§ Fragmento propuesto
En 1968 todo el mundo tenía una opinión sobre el “abismo generacional”, expresión acuñada por el rector de la Universidad de Columbia en su discurso del 12 de abril. Los alumnos habían ocupado varios edificios del campus en abierto desafío al trato que la Universidad daba a la comunidad negra del cercano barrio de Harlem y al apoyo académico a la investigación con fines militares. El rector Grayson Kirk declaró: “Un número alarmante de nuestros jóvenes parecen rechazar toda figura de autoridad (…) y se han refugiado en un nihilismo tácito y turbulento que solo tiene metas destructivas. No conozco ningún otro momento de nuestra historia en que el abismo generacional haya sido tan profundo y potencialmente peligroso”. La respuesta de Mark Rudd, líder estudiantil, a tono con el resto de la carta, se titulaba “Respuesta al tío Grayson”. Empezaba con un “Querido Grayson”. En ella, redefinía lo que Kirk había llamado abismo generacional: “Yo lo veo como un conflicto real entre aquellos que tienen ahora la sartén por el mango (usted, Grayson Kirk) y aquellos que se sienten oprimidos y asqueados por la sociedad que usted dirige (nosotros, los jóvenes). Podemos señalar, para abreviar, nuestros estudios carentes de sentido, nuestra crisis de identidad y nuestra repulsión por ser meros piñones en sus engranajes empresariales como producto de una sociedad básicamente enferma y como reacción ante ella (…). Asumiremos el control de su mundo, de su empresa, de su universidad, y trataremos de moldear un mundo en que nosotros y otras personas podamos vivir como seres humanos”. Pero sería el final por lo que más se recordaría la carta de Rudd: “Sólo me queda una cosa por decir. Quizá le suene nihilista, puesto que supone el disparo de salida de una guerra de liberación. Utilizaré las palabras de LeRoi Jones, alguien que seguro a usted no le gusta demasiado: “Contra la pared, cabrón, esto es una redada”. Atentamente y por la libertad. Mark”. Tom Hayden escribió en Ramparts: “El objetivo escrito en las paredes de la universidad era “Creemos dos, tres, muchas Columbias”. Ocho días después, la policía de Nueva York sacó violentamente a los manifestantes del campus, ocupado del 23 al 30 de abril, con un saldo de 720 detenidos y 148 heridos. Las universidades estadounidenses necesitaban un cambio. Hasta la Comisión Cox había denunciado la naturaleza autoritaria de la administración de Columbia, en la que algunas normas se remontaban al siglo XVIII.

§ Datos proporcionados

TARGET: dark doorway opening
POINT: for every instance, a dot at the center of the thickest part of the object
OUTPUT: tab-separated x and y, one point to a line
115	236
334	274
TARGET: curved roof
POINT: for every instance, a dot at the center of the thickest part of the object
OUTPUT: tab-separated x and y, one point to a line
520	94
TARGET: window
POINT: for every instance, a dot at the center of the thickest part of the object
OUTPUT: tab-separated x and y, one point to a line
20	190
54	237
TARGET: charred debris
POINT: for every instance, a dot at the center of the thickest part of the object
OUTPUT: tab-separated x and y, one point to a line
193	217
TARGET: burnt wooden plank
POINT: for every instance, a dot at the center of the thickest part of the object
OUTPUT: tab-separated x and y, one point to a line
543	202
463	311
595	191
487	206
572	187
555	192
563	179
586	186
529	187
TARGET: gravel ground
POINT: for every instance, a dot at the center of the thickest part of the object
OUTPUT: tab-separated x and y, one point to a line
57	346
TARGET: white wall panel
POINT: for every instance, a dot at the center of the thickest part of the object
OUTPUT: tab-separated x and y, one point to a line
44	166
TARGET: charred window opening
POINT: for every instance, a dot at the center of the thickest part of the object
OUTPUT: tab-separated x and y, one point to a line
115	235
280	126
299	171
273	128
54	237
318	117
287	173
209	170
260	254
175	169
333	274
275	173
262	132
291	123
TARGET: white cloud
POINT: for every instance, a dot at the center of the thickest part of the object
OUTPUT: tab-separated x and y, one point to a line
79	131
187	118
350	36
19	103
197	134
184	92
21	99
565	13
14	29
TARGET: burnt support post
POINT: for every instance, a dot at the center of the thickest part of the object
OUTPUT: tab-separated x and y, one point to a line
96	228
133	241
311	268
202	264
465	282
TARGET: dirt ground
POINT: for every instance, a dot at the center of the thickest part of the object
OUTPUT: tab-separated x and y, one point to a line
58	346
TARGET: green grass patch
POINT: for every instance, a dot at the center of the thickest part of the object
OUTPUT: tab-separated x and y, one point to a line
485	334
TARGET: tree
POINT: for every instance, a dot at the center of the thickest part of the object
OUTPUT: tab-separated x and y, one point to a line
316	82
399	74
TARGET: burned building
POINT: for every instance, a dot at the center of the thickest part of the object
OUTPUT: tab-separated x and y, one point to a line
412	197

* * *

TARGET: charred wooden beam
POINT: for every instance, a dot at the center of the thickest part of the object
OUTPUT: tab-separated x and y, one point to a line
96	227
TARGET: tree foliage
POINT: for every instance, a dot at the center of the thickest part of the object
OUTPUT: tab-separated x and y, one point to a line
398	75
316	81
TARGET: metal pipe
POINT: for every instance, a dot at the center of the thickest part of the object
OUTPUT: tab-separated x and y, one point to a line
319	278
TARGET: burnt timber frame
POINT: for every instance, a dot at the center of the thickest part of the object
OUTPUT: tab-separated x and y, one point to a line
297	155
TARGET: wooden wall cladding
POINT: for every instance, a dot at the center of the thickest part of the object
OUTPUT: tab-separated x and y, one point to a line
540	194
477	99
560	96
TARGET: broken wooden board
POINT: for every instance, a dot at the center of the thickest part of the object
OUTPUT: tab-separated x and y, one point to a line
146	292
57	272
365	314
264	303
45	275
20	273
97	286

---

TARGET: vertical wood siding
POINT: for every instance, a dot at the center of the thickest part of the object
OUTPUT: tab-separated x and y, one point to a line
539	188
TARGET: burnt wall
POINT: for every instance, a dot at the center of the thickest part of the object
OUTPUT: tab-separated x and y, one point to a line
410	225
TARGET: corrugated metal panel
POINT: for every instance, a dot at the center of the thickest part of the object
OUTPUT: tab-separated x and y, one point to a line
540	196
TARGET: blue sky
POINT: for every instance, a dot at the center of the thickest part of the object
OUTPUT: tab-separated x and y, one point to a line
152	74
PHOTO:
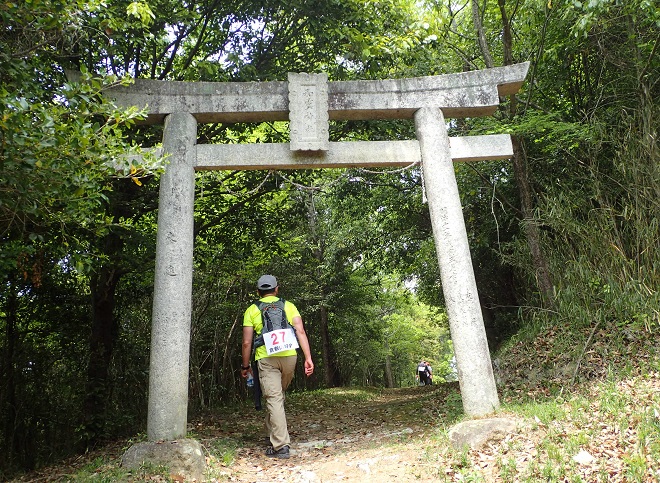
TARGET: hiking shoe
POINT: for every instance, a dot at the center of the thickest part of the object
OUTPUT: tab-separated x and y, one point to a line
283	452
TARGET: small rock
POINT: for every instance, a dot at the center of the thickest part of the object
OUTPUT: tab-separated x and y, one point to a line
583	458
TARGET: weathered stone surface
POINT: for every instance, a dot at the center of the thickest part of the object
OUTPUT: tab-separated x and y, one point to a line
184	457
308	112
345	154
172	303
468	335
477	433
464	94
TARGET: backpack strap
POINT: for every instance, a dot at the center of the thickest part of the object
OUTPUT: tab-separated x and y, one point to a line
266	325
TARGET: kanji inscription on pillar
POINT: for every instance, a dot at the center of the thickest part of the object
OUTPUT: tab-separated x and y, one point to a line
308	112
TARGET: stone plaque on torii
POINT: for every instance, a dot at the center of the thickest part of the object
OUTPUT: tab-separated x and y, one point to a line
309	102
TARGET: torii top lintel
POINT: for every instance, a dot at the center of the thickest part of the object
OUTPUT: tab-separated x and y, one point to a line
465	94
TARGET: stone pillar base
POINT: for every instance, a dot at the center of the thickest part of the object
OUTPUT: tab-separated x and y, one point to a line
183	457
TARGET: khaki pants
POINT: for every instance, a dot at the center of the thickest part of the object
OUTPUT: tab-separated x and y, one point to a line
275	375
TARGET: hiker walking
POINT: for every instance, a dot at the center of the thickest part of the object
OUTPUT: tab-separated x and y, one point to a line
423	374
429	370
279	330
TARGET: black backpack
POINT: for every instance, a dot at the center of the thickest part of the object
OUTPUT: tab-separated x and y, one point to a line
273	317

§ Objetivo del ejercicio
Reproduce íntegro y sin ningún cambio el fragmento sobre la protesta de 1968 en la Universidad de Columbia.

§ Respuesta
En 1968 todo el mundo tenía una opinión sobre el “abismo generacional”, expresión acuñada por el rector de la Universidad de Columbia en su discurso del 12 de abril. Los alumnos habían ocupado varios edificios del campus en abierto desafío al trato que la Universidad daba a la comunidad negra del cercano barrio de Harlem y al apoyo académico a la investigación con fines militares. El rector Grayson Kirk declaró: “Un número alarmante de nuestros jóvenes parecen rechazar toda figura de autoridad (…) y se han refugiado en un nihilismo tácito y turbulento que solo tiene metas destructivas. No conozco ningún otro momento de nuestra historia en que el abismo generacional haya sido tan profundo y potencialmente peligroso”. La respuesta de Mark Rudd, líder estudiantil, a tono con el resto de la carta, se titulaba “Respuesta al tío Grayson”. Empezaba con un “Querido Grayson”. En ella, redefinía lo que Kirk había llamado abismo generacional: “Yo lo veo como un conflicto real entre aquellos que tienen ahora la sartén por el mango (usted, Grayson Kirk) y aquellos que se sienten oprimidos y asqueados por la sociedad que usted dirige (nosotros, los jóvenes). Podemos señalar, para abreviar, nuestros estudios carentes de sentido, nuestra crisis de identidad y nuestra repulsión por ser meros piñones en sus engranajes empresariales como producto de una sociedad básicamente enferma y como reacción ante ella (…). Asumiremos el control de su mundo, de su empresa, de su universidad, y trataremos de moldear un mundo en que nosotros y otras personas podamos vivir como seres humanos”. Pero sería el final por lo que más se recordaría la carta de Rudd: “Sólo me queda una cosa por decir. Quizá le suene nihilista, puesto que supone el disparo de salida de una guerra de liberación. Utilizaré las palabras de LeRoi Jones, alguien que seguro a usted no le gusta demasiado: “Contra la pared, cabrón, esto es una redada”. Atentamente y por la libertad. Mark”. Tom Hayden escribió en Ramparts: “El objetivo escrito en las paredes de la universidad era “Creemos dos, tres, muchas Columbias”. Ocho días después, la policía de Nueva York sacó violentamente a los manifestantes del campus, ocupado del 23 al 30 de abril, con un saldo de 720 detenidos y 148 heridos. Las universidades estadounidenses necesitaban un cambio. Hasta la Comisión Cox había denunciado la naturaleza autoritaria de la administración de Columbia, en la que algunas normas se remontaban al siglo XVIII.